Set problem A.
Duplicate the part of the Cedar Sigo biography between "Cedar Sigo (born" and "and Joanne Kyger.", inclusive.

Excerpted text.
BEGIN
Cedar Sigo (born February 2, 1978 in Washington State) is a Suquamish American writer of art, literature and film.

Background
Cedar Sigo was raised in Suquamish located within the Port Madison Indian Reservation in Washington state. In 1995 he was awarded a scholarship to study at Naropa Institute's Jack Kerouac School of Disembodied Poetics in Boulder Colorado. It was there that he studied  and interacted with well-known poets, such as Allen Ginsberg, Anne Waldman, Lisa Jarnot, Alice Notley, and Joanne Kyger.

Sigo is the author of several books and pamphlets of poetry, some of which have been included in various magazines and anthologies. Sigo has given poetry readings in various locations across the United States, including the Poetry Project at St. Mark's Church, the Museum of Contemporary Art, The San Francisco Poetry Center, San Francisco Art Institute, and the Suquamish Community House, also called sgwәdzadad qәł ?altxw (The House of Awakened Culture). His poems have appeared in The Poker, Yolanda Pipeline's Magazine, Shampoo, RealPoetik, Puppy Flowers, Suspect Thoughts, 6x6, and New York Nights, among other journals. Currently, he still lives in Washington State.
END
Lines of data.
BEGIN
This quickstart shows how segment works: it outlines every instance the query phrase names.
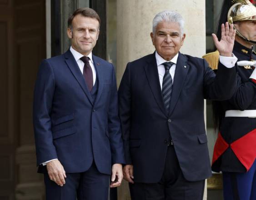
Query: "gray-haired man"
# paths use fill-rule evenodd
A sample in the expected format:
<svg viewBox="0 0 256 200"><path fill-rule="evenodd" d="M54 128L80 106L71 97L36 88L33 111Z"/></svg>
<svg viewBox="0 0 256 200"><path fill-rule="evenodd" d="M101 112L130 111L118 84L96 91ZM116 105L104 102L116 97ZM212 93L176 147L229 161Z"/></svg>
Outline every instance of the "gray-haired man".
<svg viewBox="0 0 256 200"><path fill-rule="evenodd" d="M178 13L153 21L156 51L129 63L119 90L126 162L123 170L133 200L202 199L211 175L204 121L204 99L230 98L235 88L235 31L222 25L221 73L179 52L186 35Z"/></svg>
END
Set problem B.
Write out the lines of the records from the first one through the line holding "128L80 106L71 97L36", both included, without the pictures.

Full solution A.
Cedar Sigo (born February 2, 1978 in Washington State) is a Suquamish American writer of art, literature and film.

Background
Cedar Sigo was raised in Suquamish located within the Port Madison Indian Reservation in Washington state. In 1995 he was awarded a scholarship to study at Naropa Institute's Jack Kerouac School of Disembodied Poetics in Boulder Colorado. It was there that he studied  and interacted with well-known poets, such as Allen Ginsberg, Anne Waldman, Lisa Jarnot, Alice Notley, and Joanne Kyger.

Full solution B.
This quickstart shows how segment works: it outlines every instance the query phrase names.
Query: "gray-haired man"
# paths use fill-rule evenodd
A sample in the expected format:
<svg viewBox="0 0 256 200"><path fill-rule="evenodd" d="M54 128L80 106L71 97L36 88L33 111Z"/></svg>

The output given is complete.